== Tasks for this exercise ==
A. In the text on Pixar's Braintrust, who are the four colleagues John Lasseter relied on for guidance?
B. In the text on Pixar's Braintrust, rewrite the passage that begins with "Now President of" and ends after "break new ground.", replacing "Stanford" with "Berkeley".
C. In the text on Pixar's Braintrust, which project was John Lasseter directing when he noticed how often he relied on four close colleagues?

Now President of Pixar Animation Studios, Catmull has spent his professional life being creative: Building teams on new frontiers, astonishing audiences with new stories, new effects, new technological bounds. And in April, he came out with a new book, Creativity Inc., exploring how companies can ignite and sustain creativity at every size and stage. Below are the cliffs notes he shared at Stanford, relevant for any company that wants to break new ground.
Build and Empower Your Brain Trust
At Pixar, Catmull and his colleagues stumbled on the concept of a "Braintrust" somewhat by accident, but it's influenced their work tremendously. It started when John Lasseter, then director of a project called "Toy Story," noticed how often he was relying on four of his closest colleagues for guidance: Andrew Stanton, Pete Docter, Lee Unkrich and Joe Ranft. "He found himself surrounded by this group that was funny, focused and really driven and passionate about the film itself," says Catmull. "They would have these intense discussions, but it never got personal."
The Braintrust produced so many good ideas around how to craft and edit the story, that they started folding in more people with different types of expertise, including Catmull. "There was something about having colleagues you trusted so much giving notes to each other that worked really well," he says. Soon, the group became fluid, as people came and went or were more relevant to the process on a film. The key was that within the framework of the Braintrust, everyone could be extremely candid without anyone feeling attacked. It was an unwritten rule that became the foundation for the creative process on multiple films.

== Information given ==
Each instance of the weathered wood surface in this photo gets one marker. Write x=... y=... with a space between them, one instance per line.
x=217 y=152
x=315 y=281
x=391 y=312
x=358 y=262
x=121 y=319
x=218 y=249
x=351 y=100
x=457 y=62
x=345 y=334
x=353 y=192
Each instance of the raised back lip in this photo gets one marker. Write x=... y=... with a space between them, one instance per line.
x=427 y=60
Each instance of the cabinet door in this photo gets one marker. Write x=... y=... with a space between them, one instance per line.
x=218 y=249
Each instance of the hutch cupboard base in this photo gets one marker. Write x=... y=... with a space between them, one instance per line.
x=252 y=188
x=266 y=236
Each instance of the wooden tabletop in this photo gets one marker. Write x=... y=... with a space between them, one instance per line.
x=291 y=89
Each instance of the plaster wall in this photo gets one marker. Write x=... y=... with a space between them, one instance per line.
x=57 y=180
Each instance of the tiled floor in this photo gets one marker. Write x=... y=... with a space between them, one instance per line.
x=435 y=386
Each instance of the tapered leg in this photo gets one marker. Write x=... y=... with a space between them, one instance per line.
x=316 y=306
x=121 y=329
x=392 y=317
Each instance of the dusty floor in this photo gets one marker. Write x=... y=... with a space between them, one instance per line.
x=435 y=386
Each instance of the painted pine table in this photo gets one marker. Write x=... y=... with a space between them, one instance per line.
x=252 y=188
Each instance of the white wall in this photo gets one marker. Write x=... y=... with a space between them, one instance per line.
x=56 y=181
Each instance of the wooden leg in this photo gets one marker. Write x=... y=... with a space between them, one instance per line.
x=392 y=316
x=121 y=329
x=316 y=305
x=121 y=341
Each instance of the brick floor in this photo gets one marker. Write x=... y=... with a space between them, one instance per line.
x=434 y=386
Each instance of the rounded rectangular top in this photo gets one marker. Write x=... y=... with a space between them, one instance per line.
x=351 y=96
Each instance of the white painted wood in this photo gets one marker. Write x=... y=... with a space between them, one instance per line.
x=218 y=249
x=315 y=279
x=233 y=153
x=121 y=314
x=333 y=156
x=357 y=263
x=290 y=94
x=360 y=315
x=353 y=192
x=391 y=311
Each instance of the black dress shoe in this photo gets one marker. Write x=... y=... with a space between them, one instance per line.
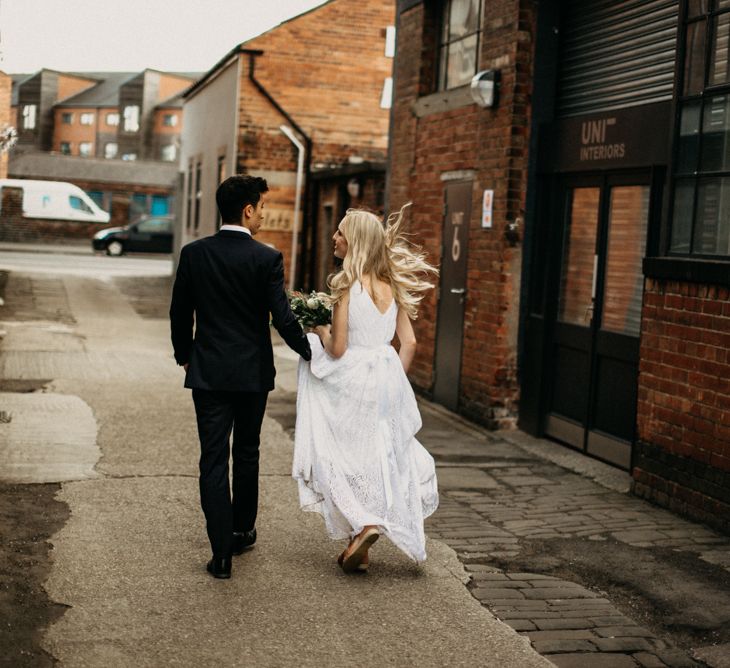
x=219 y=567
x=243 y=541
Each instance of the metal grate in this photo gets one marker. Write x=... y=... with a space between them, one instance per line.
x=616 y=54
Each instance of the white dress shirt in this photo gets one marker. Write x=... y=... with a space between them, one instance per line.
x=236 y=228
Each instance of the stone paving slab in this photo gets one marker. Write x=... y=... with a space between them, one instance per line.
x=540 y=500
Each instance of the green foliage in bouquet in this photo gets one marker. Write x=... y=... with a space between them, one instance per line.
x=310 y=310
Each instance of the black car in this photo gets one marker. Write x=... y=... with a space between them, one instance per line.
x=149 y=234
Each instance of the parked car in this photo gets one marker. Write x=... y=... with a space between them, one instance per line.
x=149 y=234
x=56 y=200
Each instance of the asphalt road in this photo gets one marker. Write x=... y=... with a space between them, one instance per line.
x=87 y=264
x=128 y=562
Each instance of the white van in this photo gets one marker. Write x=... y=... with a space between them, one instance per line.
x=57 y=200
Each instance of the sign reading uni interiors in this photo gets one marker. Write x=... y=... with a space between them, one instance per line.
x=634 y=137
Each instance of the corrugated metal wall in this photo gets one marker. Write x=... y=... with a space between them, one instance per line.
x=616 y=54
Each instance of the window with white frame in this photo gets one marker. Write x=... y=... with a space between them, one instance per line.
x=168 y=152
x=386 y=96
x=390 y=42
x=131 y=118
x=459 y=42
x=29 y=116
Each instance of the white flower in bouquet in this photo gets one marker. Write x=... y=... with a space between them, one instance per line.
x=311 y=310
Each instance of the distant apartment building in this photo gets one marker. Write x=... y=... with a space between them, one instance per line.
x=109 y=119
x=305 y=105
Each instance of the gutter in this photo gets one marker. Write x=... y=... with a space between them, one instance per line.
x=306 y=218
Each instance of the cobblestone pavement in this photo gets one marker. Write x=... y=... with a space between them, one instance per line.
x=614 y=581
x=555 y=545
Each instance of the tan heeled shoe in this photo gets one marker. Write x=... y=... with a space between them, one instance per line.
x=356 y=553
x=363 y=566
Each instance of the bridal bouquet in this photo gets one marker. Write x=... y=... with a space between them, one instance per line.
x=310 y=310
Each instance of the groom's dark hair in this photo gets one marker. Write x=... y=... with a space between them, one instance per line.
x=235 y=193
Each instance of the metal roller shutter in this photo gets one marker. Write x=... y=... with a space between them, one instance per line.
x=616 y=54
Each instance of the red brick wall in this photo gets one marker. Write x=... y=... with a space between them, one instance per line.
x=6 y=117
x=492 y=143
x=683 y=449
x=74 y=133
x=327 y=69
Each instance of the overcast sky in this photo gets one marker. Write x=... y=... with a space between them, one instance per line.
x=130 y=35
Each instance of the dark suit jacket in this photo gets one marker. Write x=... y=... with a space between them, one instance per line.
x=226 y=286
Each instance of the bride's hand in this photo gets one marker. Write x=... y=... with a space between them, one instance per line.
x=322 y=331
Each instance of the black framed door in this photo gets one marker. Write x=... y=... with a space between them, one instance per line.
x=598 y=288
x=452 y=294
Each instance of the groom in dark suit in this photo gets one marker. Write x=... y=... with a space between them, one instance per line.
x=225 y=288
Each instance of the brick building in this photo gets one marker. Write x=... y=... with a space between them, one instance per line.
x=115 y=134
x=304 y=105
x=581 y=219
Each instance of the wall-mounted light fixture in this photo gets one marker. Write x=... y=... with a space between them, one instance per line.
x=353 y=188
x=484 y=86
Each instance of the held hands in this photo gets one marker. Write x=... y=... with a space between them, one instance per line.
x=323 y=332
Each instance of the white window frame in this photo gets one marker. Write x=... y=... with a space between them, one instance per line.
x=29 y=116
x=131 y=118
x=390 y=42
x=167 y=148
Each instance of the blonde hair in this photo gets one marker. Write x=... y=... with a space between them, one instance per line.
x=384 y=253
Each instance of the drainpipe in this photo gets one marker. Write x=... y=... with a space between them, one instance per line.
x=297 y=201
x=305 y=156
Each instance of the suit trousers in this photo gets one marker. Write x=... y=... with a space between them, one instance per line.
x=218 y=413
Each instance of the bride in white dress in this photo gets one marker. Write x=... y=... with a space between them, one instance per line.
x=356 y=459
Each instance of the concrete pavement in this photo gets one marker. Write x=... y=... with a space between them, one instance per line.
x=129 y=563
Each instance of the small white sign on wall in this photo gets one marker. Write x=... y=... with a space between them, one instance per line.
x=487 y=206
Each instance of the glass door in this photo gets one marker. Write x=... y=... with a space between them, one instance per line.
x=595 y=342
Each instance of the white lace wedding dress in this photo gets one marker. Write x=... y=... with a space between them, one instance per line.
x=356 y=459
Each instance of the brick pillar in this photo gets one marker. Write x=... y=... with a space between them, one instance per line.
x=682 y=454
x=5 y=117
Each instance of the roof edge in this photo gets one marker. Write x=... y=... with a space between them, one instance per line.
x=221 y=64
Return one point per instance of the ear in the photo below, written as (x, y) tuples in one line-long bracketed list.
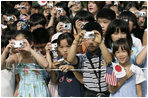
[(31, 43), (131, 52)]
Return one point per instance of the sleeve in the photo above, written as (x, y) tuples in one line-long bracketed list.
[(139, 75)]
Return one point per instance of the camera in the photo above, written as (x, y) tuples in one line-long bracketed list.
[(50, 5), (18, 44), (77, 2), (141, 13), (54, 46), (10, 18), (20, 7), (61, 60), (83, 23), (59, 10), (67, 26), (23, 25), (89, 34)]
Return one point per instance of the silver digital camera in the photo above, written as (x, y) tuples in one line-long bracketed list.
[(77, 2), (10, 18), (50, 5), (54, 46), (67, 26), (20, 7), (83, 23), (59, 10), (141, 13), (89, 34), (18, 44)]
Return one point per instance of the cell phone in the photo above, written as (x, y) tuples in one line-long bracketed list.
[(54, 46), (18, 44), (67, 26), (10, 18), (59, 10), (141, 13), (89, 34)]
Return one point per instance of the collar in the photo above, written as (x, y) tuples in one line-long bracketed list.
[(90, 55)]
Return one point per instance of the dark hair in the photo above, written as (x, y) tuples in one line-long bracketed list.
[(106, 13), (64, 19), (13, 11), (68, 36), (124, 44), (115, 26), (51, 31), (132, 4), (40, 36), (130, 16), (84, 15), (93, 26), (36, 19), (10, 34), (64, 6), (26, 33), (4, 41), (100, 4)]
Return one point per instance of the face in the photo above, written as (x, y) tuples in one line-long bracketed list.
[(41, 48), (117, 35), (131, 25), (114, 8), (91, 45), (76, 7), (122, 56), (92, 7), (27, 6), (64, 48), (104, 24)]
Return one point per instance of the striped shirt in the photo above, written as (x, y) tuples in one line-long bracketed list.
[(89, 78)]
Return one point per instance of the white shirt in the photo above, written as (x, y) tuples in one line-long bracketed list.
[(136, 42)]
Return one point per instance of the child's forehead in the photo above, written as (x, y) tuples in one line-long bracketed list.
[(103, 19)]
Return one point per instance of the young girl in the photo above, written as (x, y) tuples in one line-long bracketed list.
[(68, 81), (130, 84), (119, 29), (31, 82)]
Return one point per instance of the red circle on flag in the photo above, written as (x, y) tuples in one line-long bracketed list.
[(43, 1), (118, 68)]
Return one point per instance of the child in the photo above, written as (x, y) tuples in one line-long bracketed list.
[(119, 29), (130, 84), (31, 82), (104, 17), (68, 81), (95, 56)]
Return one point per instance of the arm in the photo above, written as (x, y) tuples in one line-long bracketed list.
[(4, 55), (77, 74), (73, 49), (139, 90), (113, 89), (17, 87), (141, 56), (106, 55), (38, 57), (144, 38)]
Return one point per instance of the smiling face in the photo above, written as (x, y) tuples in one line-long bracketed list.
[(92, 7), (64, 48), (104, 24), (117, 35), (122, 56)]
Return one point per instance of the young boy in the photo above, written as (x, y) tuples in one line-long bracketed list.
[(95, 56), (104, 17), (130, 84), (132, 20)]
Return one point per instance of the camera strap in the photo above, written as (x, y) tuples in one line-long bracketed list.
[(98, 77)]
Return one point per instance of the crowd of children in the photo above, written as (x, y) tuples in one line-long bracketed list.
[(53, 48)]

== Solutions to the exercise ==
A. Andrew Stanton, Pete Docter, Lee Unkrich and Joe Ranft

B.
Now President of Pixar Animation Studios, Catmull has spent his professional life being creative: Building teams on new frontiers, astonishing audiences with new stories, new effects, new technological bounds. And in April, he came out with a new book, Creativity Inc., exploring how companies can ignite and sustain creativity at every size and stage. Below are the cliffs notes he shared at Berkeley, relevant for any company that wants to break new ground.

C. A project called "Toy Story."